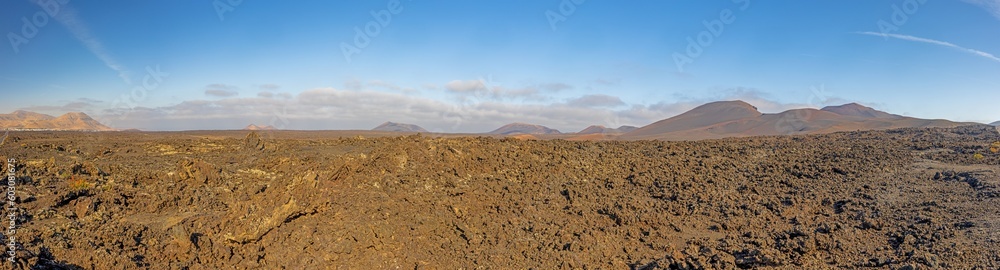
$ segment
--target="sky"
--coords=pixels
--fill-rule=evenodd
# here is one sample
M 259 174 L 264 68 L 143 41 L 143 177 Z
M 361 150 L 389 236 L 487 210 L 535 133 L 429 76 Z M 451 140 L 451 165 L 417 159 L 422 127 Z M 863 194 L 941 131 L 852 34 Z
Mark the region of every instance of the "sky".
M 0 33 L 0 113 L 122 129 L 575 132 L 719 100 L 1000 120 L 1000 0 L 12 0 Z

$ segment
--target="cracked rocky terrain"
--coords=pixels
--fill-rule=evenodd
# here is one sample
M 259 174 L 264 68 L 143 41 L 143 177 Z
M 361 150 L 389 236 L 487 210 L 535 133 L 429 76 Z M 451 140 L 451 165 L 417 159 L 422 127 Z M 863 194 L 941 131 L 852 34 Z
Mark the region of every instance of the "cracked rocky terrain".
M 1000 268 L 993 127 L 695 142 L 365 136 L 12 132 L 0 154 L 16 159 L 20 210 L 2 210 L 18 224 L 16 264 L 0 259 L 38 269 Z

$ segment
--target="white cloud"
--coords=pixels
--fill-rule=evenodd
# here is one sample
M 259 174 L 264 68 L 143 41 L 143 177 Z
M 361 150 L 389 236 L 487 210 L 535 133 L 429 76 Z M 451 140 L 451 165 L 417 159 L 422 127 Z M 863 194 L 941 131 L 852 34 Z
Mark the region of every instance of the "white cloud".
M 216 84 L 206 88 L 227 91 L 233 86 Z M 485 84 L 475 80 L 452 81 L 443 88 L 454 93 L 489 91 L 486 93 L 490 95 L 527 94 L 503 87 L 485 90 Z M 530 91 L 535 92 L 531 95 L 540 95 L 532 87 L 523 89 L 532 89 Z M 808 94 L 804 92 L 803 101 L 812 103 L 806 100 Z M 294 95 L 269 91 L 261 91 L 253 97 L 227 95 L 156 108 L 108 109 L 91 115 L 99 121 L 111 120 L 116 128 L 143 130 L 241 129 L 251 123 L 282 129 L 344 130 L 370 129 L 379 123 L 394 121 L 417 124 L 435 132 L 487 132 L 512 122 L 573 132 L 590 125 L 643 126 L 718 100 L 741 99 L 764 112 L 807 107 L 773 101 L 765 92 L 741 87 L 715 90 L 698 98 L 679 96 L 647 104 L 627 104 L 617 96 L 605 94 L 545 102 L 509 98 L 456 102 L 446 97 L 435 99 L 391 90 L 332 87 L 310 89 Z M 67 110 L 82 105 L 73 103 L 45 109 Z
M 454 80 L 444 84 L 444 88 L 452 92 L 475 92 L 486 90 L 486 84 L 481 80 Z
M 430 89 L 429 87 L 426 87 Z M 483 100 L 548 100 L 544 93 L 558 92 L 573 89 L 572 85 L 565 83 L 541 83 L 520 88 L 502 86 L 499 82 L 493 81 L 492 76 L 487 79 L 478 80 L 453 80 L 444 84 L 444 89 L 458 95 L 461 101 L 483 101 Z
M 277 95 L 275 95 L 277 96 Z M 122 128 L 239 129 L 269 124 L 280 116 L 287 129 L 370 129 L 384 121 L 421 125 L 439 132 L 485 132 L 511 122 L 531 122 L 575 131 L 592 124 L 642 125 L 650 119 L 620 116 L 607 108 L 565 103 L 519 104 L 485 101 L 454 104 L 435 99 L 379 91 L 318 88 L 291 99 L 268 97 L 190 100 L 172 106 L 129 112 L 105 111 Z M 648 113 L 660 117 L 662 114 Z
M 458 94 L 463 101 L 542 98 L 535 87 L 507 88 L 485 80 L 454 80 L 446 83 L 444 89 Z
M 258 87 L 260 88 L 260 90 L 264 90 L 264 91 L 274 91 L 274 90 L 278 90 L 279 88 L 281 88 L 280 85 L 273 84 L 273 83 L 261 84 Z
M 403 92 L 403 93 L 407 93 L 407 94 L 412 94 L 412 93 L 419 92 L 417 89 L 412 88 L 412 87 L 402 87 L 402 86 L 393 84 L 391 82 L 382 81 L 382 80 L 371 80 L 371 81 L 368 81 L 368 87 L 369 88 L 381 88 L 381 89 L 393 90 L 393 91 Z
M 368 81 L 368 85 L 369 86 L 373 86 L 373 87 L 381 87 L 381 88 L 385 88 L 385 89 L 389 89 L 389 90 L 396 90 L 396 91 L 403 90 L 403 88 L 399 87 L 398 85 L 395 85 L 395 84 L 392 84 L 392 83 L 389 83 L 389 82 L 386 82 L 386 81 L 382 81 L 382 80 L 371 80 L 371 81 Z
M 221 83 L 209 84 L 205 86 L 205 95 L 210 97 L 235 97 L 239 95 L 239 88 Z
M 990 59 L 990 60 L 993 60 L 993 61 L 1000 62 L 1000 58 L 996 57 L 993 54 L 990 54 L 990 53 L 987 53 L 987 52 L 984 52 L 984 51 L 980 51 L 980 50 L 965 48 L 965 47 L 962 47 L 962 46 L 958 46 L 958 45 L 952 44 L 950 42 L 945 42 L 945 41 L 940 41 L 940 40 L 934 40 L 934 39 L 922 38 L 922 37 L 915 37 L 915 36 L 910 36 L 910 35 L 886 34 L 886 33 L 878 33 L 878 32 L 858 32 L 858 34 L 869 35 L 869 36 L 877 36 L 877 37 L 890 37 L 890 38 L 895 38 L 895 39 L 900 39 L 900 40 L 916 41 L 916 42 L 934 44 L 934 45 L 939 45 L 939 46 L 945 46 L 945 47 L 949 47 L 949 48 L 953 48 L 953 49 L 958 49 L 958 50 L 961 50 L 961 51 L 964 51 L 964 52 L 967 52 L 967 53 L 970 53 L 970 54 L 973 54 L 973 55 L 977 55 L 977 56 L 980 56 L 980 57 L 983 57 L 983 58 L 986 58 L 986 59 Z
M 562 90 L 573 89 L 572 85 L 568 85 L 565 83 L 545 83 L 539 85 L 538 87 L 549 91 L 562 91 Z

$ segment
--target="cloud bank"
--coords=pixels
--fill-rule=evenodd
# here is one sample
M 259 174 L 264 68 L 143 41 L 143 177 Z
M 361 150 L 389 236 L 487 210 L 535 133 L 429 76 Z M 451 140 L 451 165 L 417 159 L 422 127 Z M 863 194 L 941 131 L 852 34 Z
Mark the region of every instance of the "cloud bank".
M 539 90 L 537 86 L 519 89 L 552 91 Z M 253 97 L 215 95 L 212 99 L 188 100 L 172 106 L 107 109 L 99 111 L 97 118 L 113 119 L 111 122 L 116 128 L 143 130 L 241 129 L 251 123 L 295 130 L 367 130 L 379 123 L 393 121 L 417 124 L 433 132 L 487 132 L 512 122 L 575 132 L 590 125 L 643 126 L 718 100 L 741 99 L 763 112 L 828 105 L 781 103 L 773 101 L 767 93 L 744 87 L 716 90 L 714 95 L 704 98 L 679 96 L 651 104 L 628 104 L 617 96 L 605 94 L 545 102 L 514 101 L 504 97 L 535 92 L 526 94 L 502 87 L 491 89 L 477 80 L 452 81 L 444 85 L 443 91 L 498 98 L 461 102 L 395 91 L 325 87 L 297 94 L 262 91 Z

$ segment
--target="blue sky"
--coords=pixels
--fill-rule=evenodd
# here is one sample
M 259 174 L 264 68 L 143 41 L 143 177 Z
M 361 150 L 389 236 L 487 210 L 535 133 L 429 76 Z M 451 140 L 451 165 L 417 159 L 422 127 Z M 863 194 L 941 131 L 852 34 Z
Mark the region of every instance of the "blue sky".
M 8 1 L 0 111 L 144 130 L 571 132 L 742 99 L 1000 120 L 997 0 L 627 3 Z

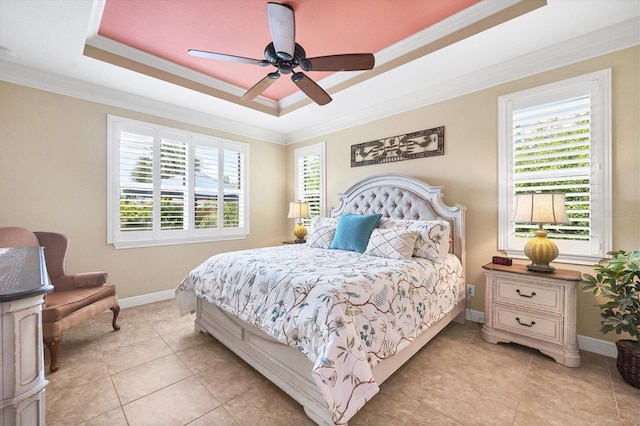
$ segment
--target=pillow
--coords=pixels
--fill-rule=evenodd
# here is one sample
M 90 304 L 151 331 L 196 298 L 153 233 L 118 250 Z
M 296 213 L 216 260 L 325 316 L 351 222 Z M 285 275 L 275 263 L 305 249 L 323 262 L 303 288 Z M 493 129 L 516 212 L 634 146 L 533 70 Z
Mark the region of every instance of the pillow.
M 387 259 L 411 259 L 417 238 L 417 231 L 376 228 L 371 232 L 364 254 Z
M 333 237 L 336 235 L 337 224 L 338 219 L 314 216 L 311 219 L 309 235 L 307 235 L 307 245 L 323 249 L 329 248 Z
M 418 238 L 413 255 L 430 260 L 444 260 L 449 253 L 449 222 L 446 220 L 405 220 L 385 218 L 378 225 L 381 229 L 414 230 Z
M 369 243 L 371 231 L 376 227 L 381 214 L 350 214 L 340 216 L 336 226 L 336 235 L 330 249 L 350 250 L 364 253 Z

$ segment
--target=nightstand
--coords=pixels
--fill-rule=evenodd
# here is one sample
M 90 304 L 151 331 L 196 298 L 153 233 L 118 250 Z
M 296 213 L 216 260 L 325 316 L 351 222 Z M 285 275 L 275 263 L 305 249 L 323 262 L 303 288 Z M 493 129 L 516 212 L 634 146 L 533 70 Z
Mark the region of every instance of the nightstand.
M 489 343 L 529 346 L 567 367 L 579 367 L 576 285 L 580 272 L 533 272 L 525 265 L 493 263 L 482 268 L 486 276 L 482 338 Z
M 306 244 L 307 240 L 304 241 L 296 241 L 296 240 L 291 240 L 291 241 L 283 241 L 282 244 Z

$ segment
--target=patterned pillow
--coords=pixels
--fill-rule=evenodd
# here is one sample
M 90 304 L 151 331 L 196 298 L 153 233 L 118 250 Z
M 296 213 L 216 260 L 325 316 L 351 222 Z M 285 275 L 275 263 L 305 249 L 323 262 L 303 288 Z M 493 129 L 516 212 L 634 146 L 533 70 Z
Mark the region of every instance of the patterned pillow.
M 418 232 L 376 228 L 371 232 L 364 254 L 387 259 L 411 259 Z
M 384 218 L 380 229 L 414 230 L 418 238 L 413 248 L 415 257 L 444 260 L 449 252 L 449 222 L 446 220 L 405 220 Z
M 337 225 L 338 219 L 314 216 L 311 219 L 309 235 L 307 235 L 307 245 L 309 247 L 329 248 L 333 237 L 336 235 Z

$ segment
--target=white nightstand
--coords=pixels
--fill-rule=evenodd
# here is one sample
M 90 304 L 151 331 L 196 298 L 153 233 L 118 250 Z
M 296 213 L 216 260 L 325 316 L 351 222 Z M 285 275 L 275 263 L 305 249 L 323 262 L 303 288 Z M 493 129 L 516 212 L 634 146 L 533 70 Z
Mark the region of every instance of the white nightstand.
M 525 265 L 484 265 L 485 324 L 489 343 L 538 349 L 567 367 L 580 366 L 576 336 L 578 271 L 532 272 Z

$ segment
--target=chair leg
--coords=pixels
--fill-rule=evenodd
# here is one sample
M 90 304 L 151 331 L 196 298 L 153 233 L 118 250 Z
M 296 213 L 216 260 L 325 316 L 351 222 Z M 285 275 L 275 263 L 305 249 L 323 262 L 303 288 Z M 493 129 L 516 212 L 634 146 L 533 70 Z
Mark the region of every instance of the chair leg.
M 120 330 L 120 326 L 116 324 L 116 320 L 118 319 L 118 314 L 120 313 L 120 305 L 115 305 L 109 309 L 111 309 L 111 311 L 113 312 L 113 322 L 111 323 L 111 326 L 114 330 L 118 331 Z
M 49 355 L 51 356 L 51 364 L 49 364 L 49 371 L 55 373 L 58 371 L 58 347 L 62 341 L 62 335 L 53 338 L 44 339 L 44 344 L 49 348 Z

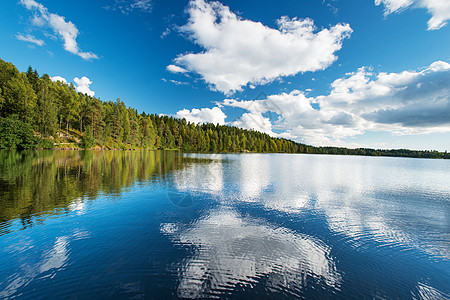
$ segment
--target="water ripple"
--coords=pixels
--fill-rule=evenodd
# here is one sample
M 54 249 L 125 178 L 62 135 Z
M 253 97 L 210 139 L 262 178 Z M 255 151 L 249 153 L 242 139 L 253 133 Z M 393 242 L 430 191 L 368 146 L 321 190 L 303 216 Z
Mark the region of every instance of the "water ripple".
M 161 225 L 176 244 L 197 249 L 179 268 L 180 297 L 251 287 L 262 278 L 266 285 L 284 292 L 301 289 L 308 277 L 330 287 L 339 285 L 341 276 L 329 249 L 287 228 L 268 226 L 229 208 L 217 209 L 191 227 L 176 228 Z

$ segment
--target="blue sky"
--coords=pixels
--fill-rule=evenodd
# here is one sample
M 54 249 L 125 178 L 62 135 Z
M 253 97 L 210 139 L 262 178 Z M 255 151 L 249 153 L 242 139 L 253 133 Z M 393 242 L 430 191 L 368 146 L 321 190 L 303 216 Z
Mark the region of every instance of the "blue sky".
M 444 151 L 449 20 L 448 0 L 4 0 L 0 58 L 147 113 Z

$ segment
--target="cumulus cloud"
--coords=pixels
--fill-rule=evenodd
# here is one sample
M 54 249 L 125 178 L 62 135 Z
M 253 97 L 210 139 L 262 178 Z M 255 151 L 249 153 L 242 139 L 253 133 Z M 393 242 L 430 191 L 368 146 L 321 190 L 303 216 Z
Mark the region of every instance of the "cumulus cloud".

· · · ·

Your answer should be each line from the preceding material in which the word "cumulus" occurs.

*EXPECTED ANSWER*
--target="cumulus cloud"
Mark the region of every instance of the "cumulus cloud".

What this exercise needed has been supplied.